*Your objective:* As soon as the line containing "like x=447, y=964." appears in the material below, start returning lines exactly, and end with the line containing "like x=299, y=946.".

*Data for this exercise:*
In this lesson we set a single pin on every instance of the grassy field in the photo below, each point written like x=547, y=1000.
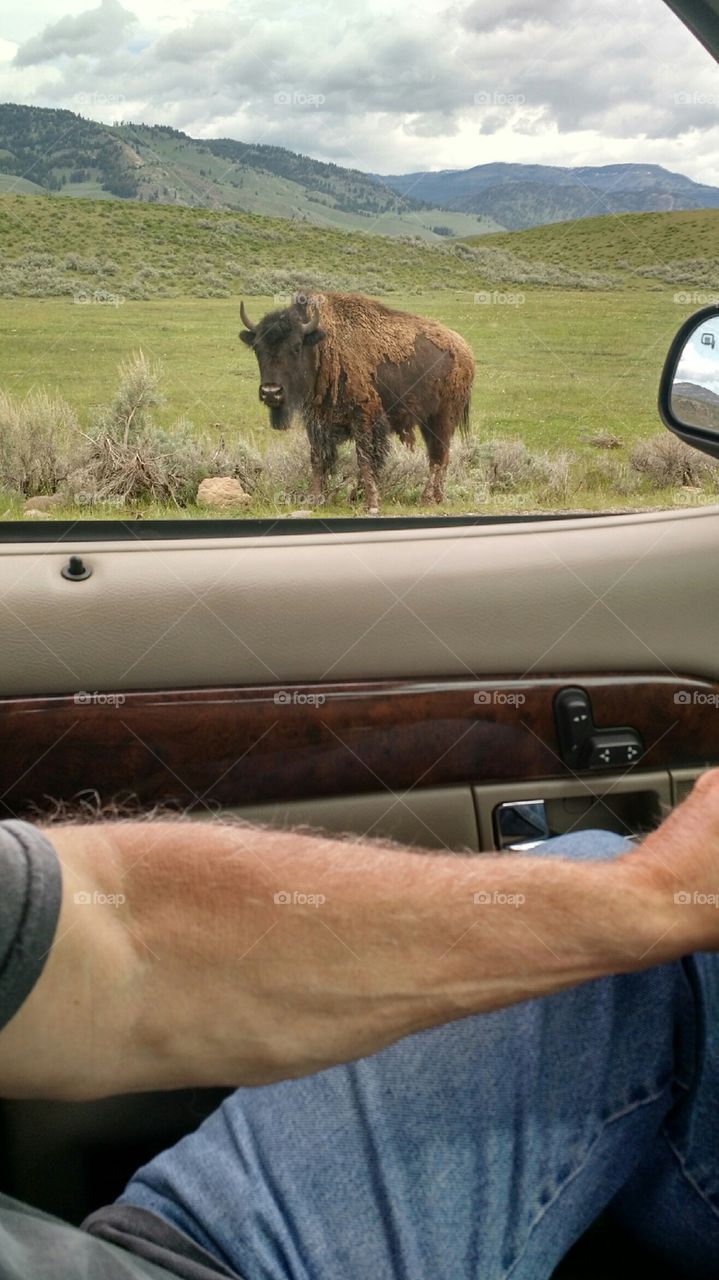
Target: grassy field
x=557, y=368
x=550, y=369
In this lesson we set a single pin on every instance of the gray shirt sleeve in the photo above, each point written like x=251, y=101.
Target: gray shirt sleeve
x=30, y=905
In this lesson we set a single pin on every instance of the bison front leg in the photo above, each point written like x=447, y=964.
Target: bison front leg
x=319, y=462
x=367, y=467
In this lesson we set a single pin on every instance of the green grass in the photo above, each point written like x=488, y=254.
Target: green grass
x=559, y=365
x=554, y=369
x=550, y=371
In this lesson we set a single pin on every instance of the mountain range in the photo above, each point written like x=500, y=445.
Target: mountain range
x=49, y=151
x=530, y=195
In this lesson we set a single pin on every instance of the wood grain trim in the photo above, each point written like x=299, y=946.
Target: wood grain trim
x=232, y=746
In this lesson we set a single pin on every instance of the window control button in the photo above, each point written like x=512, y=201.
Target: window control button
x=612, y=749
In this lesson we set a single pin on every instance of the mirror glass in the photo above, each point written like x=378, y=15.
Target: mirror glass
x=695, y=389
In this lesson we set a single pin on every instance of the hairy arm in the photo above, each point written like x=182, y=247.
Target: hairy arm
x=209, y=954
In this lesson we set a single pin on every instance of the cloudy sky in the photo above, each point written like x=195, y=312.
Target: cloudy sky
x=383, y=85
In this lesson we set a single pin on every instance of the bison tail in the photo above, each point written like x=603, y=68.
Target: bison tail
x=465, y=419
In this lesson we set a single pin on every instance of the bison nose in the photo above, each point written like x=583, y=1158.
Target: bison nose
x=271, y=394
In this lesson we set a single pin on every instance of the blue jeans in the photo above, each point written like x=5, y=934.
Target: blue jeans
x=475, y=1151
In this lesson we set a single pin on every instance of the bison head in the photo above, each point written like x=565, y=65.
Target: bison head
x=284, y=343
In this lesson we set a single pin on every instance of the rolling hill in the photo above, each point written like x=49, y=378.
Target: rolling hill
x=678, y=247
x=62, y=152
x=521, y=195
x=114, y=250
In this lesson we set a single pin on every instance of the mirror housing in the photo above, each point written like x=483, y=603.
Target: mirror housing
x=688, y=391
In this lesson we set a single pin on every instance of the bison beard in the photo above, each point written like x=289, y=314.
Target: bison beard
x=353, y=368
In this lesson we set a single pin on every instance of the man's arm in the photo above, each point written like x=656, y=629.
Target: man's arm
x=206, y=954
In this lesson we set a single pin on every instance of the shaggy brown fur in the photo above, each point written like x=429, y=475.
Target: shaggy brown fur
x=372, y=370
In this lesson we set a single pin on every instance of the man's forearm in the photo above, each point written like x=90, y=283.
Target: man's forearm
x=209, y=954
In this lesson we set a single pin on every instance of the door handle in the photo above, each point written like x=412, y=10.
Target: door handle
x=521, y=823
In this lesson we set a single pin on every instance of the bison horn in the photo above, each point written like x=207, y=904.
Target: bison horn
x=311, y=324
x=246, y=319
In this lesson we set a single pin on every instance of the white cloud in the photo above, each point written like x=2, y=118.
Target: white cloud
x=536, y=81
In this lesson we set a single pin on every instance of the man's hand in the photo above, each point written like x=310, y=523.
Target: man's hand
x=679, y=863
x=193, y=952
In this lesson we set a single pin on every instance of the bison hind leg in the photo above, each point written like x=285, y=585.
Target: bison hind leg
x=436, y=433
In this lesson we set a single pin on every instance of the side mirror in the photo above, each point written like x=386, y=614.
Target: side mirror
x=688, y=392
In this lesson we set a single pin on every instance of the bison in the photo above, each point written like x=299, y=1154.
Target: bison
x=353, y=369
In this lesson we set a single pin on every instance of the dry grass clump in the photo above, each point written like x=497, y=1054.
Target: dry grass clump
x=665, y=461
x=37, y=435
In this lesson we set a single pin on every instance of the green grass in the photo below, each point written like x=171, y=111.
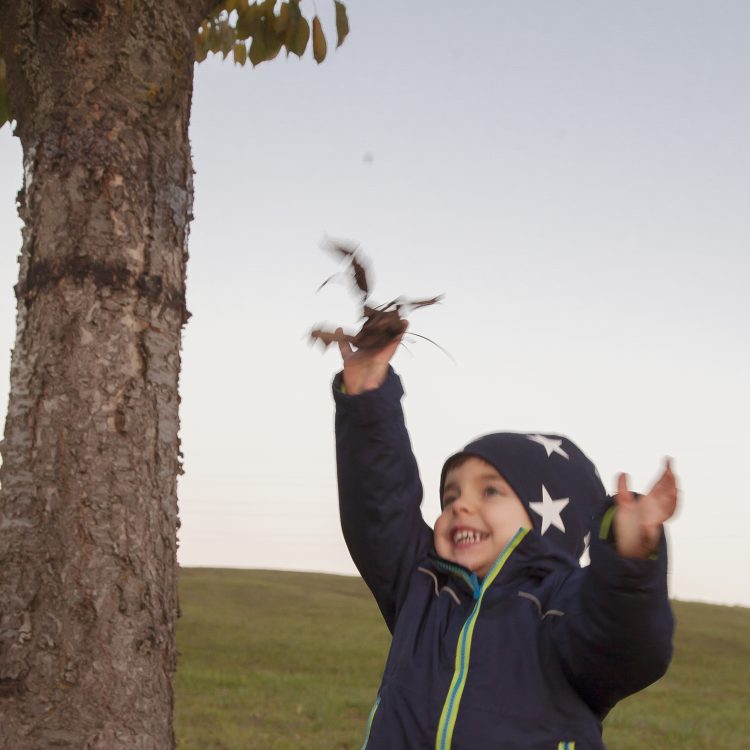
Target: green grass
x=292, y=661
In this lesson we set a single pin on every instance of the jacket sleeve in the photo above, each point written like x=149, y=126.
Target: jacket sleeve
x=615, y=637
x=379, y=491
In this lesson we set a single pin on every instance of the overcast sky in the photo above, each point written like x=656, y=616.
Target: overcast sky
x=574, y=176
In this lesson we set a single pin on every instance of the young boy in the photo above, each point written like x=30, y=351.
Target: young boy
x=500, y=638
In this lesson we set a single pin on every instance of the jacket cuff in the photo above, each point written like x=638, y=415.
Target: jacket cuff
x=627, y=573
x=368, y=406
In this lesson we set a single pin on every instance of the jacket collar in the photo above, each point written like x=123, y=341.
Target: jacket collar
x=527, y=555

* * *

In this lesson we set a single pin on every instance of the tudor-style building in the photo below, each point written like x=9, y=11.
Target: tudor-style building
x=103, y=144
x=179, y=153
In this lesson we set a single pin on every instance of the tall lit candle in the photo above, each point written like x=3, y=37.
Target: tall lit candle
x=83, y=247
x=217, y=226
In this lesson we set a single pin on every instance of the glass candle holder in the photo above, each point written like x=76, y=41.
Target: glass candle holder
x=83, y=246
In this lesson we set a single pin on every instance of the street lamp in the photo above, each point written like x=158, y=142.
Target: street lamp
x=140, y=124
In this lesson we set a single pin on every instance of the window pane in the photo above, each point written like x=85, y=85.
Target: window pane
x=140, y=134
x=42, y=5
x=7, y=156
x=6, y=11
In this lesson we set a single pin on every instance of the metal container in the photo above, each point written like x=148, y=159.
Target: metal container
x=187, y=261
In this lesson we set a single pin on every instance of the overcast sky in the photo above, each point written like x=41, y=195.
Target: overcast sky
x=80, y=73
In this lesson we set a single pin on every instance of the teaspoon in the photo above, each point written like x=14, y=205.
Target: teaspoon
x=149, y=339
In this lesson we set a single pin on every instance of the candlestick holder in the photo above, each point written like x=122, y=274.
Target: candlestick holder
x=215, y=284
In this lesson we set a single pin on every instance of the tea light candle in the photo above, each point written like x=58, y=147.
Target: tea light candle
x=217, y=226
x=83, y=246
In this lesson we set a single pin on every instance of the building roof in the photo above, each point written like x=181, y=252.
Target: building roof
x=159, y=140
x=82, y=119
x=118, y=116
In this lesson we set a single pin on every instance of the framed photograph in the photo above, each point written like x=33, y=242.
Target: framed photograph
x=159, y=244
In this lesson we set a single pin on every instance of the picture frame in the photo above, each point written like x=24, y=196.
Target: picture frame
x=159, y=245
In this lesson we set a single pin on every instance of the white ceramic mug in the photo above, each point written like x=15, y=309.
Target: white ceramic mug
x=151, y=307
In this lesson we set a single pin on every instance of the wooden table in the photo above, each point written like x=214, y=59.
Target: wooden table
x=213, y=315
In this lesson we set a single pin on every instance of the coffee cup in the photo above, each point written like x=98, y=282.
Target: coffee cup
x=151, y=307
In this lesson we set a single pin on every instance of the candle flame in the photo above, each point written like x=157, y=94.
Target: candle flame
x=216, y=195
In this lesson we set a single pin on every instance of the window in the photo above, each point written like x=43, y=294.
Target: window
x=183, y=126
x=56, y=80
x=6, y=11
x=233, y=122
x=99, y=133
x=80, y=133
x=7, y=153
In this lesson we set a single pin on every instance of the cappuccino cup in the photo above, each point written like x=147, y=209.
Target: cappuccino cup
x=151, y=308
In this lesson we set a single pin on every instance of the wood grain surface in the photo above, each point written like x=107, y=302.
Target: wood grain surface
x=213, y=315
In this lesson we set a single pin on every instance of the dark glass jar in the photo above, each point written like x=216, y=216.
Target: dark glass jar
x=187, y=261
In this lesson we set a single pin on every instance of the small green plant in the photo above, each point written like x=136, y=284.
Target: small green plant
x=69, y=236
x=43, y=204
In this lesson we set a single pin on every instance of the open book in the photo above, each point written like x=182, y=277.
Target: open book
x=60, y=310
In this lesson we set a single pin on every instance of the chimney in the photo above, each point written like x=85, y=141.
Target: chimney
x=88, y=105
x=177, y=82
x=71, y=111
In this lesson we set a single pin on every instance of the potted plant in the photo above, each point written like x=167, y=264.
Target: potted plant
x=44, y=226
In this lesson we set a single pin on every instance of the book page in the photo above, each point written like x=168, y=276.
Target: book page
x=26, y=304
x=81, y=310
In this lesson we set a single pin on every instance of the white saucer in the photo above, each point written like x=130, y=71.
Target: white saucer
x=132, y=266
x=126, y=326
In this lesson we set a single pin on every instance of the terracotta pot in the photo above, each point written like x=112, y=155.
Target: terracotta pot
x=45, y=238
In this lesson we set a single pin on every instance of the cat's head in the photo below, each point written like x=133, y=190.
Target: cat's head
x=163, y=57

---

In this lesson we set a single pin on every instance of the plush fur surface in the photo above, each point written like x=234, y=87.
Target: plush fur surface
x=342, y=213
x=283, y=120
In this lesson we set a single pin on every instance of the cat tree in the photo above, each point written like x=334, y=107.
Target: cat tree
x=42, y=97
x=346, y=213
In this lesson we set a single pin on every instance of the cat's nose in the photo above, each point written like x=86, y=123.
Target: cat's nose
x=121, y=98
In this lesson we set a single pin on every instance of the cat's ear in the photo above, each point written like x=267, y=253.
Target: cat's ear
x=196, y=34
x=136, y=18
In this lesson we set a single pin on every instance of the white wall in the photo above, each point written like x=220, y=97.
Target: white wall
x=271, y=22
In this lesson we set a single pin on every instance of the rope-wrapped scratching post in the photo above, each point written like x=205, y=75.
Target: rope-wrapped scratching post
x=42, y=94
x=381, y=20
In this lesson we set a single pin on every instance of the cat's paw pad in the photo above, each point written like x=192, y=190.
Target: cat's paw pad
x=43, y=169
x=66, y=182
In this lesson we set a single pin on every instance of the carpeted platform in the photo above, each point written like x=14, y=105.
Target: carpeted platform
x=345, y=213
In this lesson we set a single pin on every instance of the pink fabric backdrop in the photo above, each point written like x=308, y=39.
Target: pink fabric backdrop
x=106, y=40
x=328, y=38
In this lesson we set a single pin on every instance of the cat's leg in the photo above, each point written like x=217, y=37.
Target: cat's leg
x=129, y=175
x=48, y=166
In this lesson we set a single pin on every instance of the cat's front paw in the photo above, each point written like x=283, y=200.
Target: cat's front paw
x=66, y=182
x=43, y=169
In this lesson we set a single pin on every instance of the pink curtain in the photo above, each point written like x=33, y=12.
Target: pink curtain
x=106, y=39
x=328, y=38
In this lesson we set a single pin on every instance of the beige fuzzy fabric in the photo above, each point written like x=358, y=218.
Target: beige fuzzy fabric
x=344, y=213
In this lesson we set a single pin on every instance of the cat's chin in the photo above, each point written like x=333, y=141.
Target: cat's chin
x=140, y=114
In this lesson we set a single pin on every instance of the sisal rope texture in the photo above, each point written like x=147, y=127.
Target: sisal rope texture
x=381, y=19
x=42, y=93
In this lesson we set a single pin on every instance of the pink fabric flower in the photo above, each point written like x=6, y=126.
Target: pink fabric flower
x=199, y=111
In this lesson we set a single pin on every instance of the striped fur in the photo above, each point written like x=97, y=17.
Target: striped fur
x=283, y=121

*Solution to this problem:*
In this lesson we set a single pin on every instance of the bison front leg in the photo above, each point written like x=447, y=964.
Target: bison front leg
x=319, y=462
x=367, y=467
In this lesson we set a single pin on every instance of the green grass in the photo above, each point written like x=488, y=254.
Target: green grass
x=559, y=365
x=554, y=369
x=550, y=371
In this lesson we set a single pin on every instance of the mountain range in the photo above, each point written like x=500, y=445.
Target: mountain range
x=49, y=151
x=530, y=195
In this lesson we set a single pin on every instance of the wood grain trim in the photo above, each point written like x=299, y=946.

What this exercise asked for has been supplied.